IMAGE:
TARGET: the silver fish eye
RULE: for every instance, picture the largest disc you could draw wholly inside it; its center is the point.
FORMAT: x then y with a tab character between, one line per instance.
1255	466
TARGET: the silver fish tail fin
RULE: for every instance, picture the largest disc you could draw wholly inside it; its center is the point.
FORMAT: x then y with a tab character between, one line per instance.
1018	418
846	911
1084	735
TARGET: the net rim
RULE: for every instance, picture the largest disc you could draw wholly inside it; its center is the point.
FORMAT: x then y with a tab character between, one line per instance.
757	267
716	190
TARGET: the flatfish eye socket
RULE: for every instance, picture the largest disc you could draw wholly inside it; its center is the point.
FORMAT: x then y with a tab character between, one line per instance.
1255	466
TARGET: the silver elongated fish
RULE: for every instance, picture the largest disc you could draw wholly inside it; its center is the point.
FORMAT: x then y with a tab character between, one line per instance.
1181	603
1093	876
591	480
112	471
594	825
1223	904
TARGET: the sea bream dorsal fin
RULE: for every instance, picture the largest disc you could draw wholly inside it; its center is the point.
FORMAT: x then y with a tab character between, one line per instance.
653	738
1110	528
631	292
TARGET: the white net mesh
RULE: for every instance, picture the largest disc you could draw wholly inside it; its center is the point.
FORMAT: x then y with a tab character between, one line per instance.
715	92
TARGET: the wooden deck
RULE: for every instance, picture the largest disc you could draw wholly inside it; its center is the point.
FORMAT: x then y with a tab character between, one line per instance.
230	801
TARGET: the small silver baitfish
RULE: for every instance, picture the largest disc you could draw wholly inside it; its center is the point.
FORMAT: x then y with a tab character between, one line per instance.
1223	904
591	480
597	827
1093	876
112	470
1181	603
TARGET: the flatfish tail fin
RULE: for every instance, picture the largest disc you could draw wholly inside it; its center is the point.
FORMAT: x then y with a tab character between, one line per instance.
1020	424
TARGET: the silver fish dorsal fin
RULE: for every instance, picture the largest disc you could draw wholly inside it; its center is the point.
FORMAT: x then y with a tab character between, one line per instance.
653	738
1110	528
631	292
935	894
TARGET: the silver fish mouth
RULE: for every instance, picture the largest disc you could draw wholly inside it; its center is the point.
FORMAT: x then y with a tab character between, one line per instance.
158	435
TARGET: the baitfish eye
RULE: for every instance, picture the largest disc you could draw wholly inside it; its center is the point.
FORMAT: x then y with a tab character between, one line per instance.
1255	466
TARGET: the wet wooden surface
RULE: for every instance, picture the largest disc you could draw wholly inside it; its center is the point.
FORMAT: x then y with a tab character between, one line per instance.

━━━━━━━━━━━━━━━━━━━━

**Problem to work on**:
Wherever a line above contains the string "silver", copy that line.

**Expected output**:
TARGET: the silver fish eye
TARGET: the silver fish tail fin
TARGET: the silver elongated fish
TARGET: the small silver baitfish
TARGET: the silver fish dorsal fin
TARGET: the silver fish mouth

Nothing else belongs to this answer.